>> start
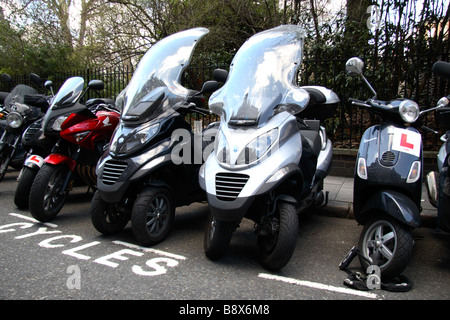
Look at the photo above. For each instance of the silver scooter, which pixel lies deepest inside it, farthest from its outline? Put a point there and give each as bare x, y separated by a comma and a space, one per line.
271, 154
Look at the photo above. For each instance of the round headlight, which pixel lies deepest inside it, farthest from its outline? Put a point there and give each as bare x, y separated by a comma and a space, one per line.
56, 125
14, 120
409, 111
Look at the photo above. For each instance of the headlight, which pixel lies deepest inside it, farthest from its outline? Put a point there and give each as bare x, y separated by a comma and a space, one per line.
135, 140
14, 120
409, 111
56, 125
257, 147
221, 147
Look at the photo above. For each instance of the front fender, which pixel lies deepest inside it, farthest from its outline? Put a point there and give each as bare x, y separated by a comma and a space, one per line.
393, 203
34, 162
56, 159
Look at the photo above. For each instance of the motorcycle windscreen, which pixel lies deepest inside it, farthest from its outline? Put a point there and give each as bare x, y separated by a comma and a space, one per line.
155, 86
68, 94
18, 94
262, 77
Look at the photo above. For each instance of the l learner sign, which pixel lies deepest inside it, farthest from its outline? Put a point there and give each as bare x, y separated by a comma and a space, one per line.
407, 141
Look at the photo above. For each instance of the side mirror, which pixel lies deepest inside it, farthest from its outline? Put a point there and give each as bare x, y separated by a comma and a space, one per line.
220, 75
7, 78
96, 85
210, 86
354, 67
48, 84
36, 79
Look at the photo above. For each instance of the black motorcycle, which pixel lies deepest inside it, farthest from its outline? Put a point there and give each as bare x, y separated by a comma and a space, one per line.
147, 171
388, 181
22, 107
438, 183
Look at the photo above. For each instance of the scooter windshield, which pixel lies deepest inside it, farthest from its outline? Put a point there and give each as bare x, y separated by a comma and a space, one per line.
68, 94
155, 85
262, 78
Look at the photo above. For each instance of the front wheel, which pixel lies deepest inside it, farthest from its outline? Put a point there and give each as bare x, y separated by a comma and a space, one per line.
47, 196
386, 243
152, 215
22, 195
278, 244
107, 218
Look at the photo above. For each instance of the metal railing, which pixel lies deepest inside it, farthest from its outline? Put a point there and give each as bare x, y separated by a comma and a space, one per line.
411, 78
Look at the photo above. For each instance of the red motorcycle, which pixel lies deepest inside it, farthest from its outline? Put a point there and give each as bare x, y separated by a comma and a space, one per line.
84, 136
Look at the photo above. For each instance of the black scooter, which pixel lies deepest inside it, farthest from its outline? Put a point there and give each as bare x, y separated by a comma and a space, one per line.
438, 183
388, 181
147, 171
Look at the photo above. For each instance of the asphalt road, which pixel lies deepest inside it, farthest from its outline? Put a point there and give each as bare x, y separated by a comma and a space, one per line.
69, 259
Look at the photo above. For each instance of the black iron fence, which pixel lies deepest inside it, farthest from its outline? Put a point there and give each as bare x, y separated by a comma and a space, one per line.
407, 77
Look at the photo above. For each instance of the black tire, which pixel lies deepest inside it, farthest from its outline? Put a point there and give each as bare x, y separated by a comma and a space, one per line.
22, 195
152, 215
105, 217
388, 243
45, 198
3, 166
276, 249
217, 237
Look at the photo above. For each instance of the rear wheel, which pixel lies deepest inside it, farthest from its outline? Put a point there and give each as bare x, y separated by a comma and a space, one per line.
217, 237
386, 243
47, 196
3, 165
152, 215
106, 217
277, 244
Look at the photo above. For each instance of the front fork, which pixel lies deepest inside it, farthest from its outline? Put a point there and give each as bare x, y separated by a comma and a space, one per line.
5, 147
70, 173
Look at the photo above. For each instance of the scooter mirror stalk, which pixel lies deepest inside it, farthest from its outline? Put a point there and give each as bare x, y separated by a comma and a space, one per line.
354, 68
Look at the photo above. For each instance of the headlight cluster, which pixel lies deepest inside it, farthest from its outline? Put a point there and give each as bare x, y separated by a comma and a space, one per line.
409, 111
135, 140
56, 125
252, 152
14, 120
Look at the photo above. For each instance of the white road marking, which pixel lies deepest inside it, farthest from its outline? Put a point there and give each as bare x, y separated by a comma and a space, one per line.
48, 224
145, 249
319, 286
>> end
| WORK TO COMPLETE |
Copy the items from the line containing "headlight cluster, which" through the end of the items, swapping "white road marking" for "painted lane line" and leaving everything else the same.

| OUTPUT OF THE EXERCISE |
Look at the photo above. For each instance of the headlight cluster, which pixel lies deepest inside it, farthest from its outline? Put a point there and give each as bare x, y separated by a comma and a space, one per line.
409, 111
135, 140
56, 125
252, 152
14, 120
Look at the photo above. For each instance of the painted lane line, which pixel lies deepest inside it, farthest from its outline? Put a point there and give each as bare x, y separated by a comma and a space, one per line.
48, 224
145, 249
319, 286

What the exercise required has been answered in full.